(GIVEN PROBLEM) Turn the stretch from the line containing "For every instance of the cavapoo" through the end of the records below into a Markdown table with the columns Row and Line. Number each line and skip any blank ones.

(DATA LINES)
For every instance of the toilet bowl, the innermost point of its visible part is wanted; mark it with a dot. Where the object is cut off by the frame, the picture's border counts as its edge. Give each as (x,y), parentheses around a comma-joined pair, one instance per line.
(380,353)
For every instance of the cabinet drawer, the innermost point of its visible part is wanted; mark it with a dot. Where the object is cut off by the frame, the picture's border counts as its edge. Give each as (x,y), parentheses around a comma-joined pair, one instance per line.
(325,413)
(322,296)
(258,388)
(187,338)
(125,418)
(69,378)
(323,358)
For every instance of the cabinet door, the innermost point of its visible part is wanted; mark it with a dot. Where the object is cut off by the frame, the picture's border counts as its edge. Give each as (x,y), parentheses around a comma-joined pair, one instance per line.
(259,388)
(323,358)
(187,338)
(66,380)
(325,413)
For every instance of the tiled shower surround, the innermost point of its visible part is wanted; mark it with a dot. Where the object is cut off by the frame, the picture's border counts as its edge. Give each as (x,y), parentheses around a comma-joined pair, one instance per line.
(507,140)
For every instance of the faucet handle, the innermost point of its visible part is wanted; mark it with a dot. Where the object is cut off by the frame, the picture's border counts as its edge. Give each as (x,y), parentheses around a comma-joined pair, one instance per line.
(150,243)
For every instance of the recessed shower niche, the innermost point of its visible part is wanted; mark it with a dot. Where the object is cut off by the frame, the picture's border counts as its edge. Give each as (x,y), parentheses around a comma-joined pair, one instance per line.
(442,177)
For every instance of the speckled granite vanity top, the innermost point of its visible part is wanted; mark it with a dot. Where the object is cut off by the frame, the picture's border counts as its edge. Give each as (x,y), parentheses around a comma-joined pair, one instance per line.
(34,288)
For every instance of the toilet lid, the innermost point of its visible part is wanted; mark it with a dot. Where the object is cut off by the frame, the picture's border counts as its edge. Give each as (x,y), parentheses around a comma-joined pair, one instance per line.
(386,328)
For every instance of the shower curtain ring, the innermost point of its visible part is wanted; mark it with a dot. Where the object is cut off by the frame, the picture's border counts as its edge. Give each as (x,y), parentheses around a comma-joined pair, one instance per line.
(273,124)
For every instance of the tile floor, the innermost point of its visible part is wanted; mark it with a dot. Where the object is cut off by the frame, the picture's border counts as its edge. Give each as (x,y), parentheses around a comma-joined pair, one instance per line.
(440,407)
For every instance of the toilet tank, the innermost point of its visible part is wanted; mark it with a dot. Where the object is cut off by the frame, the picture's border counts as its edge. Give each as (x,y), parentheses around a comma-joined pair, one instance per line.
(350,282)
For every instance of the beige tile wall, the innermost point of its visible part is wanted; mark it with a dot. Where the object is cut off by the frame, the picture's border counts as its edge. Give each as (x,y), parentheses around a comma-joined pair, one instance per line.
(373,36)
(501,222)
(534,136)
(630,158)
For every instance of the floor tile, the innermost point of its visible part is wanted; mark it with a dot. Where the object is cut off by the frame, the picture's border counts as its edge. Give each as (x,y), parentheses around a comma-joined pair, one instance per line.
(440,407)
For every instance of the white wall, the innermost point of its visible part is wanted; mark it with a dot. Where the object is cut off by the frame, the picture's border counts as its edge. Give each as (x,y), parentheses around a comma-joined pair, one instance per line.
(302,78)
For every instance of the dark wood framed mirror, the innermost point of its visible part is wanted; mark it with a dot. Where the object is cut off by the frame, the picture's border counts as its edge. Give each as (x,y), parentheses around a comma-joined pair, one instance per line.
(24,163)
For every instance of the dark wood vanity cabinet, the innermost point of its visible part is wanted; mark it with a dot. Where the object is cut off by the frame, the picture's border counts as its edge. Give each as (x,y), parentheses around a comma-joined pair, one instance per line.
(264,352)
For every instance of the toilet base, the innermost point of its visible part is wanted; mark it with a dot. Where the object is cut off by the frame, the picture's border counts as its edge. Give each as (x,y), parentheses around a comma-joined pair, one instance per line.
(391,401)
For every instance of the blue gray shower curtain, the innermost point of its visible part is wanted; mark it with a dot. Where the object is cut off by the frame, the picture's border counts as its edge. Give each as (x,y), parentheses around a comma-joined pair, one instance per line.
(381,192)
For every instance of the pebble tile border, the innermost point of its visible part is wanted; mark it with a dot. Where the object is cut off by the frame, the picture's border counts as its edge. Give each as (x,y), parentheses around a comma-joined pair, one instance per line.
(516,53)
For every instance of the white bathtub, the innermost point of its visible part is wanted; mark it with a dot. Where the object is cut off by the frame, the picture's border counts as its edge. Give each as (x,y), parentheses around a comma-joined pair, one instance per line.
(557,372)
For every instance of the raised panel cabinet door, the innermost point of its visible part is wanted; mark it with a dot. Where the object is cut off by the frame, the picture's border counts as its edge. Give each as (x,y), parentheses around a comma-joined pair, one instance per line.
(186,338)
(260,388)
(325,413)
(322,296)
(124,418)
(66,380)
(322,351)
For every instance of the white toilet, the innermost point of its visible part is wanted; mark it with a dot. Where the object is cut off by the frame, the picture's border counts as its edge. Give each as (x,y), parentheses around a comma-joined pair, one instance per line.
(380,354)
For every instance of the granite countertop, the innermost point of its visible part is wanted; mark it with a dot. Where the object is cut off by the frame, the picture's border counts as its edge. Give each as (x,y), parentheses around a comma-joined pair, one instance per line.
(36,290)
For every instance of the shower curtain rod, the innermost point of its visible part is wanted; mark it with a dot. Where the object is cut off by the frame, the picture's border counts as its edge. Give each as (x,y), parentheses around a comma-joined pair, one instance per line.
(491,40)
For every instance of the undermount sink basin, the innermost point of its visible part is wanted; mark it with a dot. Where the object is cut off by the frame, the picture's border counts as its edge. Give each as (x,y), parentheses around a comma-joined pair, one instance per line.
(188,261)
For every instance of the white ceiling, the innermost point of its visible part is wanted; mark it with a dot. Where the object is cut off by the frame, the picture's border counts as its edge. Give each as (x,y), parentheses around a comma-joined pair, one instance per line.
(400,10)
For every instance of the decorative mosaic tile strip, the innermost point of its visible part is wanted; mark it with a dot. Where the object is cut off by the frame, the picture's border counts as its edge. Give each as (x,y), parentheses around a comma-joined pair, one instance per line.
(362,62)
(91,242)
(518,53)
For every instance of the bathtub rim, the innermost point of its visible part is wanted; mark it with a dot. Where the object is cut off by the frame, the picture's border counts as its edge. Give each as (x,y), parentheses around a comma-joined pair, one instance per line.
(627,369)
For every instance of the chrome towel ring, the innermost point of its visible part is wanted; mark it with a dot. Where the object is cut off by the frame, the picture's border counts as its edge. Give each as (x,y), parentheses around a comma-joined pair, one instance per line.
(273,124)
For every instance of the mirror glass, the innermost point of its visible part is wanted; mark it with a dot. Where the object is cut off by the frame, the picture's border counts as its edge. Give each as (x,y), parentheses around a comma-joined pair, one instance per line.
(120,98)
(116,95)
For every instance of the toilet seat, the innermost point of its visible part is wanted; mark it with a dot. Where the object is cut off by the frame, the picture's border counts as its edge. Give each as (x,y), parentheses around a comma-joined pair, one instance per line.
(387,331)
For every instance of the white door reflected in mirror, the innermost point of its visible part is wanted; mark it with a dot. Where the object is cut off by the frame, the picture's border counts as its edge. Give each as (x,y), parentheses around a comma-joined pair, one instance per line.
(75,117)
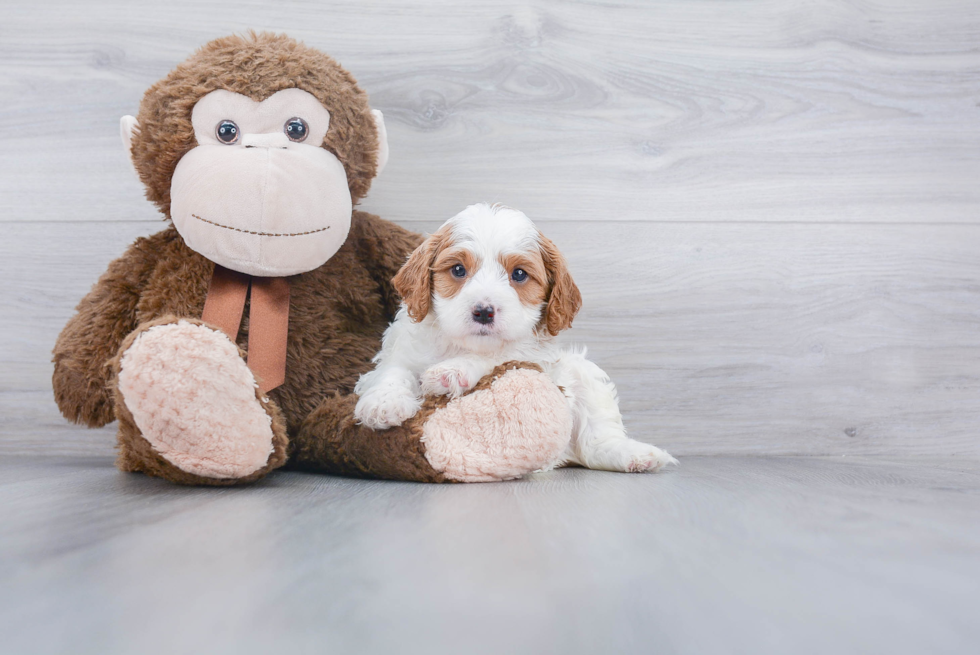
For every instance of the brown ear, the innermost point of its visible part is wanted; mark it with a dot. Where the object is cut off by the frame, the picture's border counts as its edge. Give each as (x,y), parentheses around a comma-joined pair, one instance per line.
(413,281)
(564,298)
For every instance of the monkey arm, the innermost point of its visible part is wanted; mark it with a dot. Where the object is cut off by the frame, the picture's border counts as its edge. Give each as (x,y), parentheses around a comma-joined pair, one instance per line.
(383,247)
(92,337)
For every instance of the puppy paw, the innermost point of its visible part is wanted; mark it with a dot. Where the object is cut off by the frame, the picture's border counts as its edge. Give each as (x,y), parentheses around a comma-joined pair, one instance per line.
(445,379)
(622,454)
(644,458)
(381,409)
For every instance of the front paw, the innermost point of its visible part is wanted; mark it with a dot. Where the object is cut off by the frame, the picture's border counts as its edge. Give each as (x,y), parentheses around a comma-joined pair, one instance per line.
(380,409)
(445,379)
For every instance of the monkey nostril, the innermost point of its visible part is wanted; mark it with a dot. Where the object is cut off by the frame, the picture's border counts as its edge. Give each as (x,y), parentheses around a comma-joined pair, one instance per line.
(483,314)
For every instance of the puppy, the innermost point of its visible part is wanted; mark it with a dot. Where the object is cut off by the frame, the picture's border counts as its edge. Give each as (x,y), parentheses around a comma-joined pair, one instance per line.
(485,289)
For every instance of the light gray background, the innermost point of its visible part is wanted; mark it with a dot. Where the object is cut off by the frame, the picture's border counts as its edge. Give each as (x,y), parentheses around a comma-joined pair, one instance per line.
(772,211)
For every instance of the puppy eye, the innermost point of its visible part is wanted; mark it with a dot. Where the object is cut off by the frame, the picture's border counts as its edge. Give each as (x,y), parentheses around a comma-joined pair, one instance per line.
(296,129)
(227,132)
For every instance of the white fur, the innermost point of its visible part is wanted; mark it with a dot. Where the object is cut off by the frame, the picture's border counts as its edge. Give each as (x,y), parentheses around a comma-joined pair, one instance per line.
(447,352)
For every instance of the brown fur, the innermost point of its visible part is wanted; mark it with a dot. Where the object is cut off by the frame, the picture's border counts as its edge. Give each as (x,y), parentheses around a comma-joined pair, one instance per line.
(337,311)
(414,280)
(564,298)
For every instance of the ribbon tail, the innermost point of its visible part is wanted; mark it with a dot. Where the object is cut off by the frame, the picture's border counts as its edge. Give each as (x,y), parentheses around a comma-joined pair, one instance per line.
(225,302)
(268,326)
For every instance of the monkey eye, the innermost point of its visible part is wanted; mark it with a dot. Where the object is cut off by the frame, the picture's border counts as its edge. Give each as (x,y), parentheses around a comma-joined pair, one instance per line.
(296,129)
(227,132)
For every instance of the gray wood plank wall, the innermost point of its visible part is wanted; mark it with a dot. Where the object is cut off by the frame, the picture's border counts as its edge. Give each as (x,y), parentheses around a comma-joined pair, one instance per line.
(771,207)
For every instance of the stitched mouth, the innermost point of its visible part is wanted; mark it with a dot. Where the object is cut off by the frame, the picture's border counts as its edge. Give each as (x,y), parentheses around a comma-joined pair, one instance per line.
(260,234)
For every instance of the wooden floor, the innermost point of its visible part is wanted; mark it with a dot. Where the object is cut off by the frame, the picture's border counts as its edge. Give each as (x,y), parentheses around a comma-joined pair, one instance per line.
(773,210)
(721,555)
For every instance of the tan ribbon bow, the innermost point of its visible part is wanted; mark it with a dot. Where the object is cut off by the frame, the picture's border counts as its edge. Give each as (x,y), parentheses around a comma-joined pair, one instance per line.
(268,319)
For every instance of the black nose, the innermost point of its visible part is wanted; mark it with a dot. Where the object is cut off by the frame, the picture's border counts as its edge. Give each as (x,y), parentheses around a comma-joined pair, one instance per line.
(483,314)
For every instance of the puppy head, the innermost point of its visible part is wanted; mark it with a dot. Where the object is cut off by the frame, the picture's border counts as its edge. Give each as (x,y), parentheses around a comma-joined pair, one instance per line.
(489,276)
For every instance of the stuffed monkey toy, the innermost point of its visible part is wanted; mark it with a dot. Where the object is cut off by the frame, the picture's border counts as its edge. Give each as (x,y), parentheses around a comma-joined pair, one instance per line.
(228,344)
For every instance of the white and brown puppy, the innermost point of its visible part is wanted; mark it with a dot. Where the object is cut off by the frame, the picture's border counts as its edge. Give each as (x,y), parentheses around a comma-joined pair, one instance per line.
(485,289)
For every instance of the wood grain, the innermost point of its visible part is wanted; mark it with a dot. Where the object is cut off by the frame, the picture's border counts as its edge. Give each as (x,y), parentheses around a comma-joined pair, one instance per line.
(720,555)
(834,111)
(722,338)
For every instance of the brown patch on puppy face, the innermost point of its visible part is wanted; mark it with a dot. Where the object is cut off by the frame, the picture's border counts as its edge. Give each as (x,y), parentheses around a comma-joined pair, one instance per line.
(413,282)
(445,284)
(564,298)
(534,289)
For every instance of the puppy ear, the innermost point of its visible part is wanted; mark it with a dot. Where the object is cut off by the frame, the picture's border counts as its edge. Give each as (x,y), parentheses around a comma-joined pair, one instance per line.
(413,282)
(564,298)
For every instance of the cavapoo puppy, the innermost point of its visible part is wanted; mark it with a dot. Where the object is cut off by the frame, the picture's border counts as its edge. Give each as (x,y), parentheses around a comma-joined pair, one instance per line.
(484,289)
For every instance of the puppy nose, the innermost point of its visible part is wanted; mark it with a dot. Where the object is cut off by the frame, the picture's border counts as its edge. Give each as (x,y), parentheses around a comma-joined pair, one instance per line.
(483,314)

(ANSWER BELOW)
| Row | Line |
|---|---|
| 1 | For every instance of the cavapoo puppy, the innermost point of its visible part is wanted; mark it with a dot. Where the object is cut off by the frame, the picture's border counts as its edge. Give each as (x,y), parentheses around a comma-joined pair, one instance per line. |
| 2 | (484,289) |
| 3 | For every instance of the puppy nose, the innermost point of its visible part is wanted; mark it with a dot. Where the object is cut off by the frame, the picture's border counts as its edge. Give each as (x,y), parentheses around a comma-joined pair, one instance per line. |
| 4 | (483,314) |